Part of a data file
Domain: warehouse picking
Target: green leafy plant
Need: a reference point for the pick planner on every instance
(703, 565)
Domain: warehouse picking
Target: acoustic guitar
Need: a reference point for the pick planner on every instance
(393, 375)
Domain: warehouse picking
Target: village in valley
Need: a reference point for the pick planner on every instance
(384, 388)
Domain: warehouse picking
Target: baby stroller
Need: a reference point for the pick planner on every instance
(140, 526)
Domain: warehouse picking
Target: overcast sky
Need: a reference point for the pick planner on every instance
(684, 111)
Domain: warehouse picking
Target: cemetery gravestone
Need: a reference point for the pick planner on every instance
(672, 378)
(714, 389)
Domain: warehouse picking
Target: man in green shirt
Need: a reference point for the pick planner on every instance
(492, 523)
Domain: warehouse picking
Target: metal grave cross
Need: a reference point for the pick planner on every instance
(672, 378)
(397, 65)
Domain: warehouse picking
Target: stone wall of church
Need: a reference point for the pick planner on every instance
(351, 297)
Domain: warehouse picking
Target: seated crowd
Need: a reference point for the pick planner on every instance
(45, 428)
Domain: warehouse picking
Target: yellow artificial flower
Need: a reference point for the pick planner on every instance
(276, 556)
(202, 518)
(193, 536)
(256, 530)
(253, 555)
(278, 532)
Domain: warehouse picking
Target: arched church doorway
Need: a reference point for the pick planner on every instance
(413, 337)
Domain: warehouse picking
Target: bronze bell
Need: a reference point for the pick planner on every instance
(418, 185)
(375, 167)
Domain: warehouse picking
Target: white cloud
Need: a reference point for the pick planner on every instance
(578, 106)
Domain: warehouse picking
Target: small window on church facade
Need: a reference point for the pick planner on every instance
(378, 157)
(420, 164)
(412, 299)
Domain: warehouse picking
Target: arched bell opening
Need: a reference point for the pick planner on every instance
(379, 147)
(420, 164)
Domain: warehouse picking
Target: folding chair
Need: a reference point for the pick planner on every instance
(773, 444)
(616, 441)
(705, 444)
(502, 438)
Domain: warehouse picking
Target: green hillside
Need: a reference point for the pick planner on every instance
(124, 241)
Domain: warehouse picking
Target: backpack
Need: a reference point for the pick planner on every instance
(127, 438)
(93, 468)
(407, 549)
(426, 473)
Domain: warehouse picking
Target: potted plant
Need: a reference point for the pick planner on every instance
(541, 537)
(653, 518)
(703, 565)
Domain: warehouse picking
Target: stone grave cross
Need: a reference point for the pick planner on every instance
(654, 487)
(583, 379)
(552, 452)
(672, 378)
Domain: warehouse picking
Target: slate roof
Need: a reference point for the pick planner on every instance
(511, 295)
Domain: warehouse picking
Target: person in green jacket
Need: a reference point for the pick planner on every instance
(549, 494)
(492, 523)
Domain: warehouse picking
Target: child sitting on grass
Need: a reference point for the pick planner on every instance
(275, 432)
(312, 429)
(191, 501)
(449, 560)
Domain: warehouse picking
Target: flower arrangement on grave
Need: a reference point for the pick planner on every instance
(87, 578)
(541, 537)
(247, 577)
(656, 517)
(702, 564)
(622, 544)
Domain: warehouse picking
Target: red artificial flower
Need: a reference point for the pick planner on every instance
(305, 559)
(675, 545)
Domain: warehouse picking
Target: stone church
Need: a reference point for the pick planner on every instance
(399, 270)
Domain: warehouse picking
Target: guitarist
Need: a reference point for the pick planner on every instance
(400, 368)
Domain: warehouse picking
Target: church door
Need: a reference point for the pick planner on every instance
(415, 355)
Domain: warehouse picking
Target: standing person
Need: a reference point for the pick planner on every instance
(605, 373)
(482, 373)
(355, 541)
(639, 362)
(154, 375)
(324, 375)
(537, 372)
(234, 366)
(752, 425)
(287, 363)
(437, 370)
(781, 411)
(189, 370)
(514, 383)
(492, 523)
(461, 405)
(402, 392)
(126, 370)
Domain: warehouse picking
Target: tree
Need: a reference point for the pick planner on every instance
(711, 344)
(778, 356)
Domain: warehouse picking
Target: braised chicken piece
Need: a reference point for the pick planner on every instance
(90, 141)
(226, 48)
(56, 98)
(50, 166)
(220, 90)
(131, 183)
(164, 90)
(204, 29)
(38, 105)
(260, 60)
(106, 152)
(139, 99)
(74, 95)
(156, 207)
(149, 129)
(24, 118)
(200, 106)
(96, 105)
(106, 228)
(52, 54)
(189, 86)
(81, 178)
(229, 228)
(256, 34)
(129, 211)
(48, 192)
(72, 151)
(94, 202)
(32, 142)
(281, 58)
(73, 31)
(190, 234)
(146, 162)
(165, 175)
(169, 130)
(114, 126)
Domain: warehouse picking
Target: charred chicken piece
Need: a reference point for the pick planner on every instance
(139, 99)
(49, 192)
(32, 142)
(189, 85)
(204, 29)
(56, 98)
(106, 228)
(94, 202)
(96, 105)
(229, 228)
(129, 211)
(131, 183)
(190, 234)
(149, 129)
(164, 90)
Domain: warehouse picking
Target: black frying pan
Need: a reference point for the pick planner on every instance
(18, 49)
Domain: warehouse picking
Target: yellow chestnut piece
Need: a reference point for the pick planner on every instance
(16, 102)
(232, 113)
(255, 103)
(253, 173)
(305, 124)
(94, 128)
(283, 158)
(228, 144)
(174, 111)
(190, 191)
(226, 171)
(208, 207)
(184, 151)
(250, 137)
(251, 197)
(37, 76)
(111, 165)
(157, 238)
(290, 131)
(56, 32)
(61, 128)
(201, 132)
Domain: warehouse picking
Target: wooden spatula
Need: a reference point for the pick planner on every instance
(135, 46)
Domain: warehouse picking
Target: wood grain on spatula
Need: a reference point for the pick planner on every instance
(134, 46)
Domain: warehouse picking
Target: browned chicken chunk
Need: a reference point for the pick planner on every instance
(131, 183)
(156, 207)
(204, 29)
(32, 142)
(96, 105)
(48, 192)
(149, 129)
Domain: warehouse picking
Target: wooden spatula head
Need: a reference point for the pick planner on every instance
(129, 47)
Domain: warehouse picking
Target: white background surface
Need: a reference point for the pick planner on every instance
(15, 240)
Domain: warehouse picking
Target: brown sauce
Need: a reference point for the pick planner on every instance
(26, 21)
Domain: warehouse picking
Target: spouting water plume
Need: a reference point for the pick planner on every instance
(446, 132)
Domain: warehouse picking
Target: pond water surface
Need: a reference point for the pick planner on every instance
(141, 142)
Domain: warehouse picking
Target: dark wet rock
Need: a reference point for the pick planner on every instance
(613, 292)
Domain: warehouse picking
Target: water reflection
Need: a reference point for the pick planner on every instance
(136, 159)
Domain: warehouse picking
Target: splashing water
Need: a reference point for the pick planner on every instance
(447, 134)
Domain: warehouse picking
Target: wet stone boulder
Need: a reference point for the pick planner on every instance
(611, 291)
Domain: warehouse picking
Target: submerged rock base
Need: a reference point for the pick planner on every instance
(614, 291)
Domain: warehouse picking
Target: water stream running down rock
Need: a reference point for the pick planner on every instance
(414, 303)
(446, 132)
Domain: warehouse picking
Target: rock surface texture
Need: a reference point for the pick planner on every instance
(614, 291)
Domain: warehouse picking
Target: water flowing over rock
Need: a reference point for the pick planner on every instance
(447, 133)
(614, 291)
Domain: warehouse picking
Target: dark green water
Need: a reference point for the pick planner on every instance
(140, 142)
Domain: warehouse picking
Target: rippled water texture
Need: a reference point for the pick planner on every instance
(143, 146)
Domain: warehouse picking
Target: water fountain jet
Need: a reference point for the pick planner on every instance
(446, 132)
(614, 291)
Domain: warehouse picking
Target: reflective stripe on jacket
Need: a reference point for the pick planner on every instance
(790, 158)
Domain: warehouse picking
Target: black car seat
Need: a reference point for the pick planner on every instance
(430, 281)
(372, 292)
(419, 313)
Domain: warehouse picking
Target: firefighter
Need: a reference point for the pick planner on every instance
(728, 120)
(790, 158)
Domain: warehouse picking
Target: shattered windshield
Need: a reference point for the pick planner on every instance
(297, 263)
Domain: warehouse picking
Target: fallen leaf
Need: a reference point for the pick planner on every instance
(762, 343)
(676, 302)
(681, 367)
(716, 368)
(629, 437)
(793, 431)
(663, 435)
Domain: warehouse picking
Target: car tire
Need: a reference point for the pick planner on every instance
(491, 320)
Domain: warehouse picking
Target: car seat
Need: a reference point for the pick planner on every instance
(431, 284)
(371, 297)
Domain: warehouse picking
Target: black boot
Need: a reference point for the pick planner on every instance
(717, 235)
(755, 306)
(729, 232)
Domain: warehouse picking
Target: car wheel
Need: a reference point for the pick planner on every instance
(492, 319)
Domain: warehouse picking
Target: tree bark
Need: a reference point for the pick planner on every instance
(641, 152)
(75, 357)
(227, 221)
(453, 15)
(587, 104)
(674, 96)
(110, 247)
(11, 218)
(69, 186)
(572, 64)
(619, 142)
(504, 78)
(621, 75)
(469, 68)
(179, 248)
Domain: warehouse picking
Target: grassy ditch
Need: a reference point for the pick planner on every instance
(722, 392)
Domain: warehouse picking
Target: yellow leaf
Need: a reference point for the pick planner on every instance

_TASK STATEMENT_
Tally the lines in the data file that contain the word "texture", with case counting, and give only the number.

_WRITTEN REPLY_
2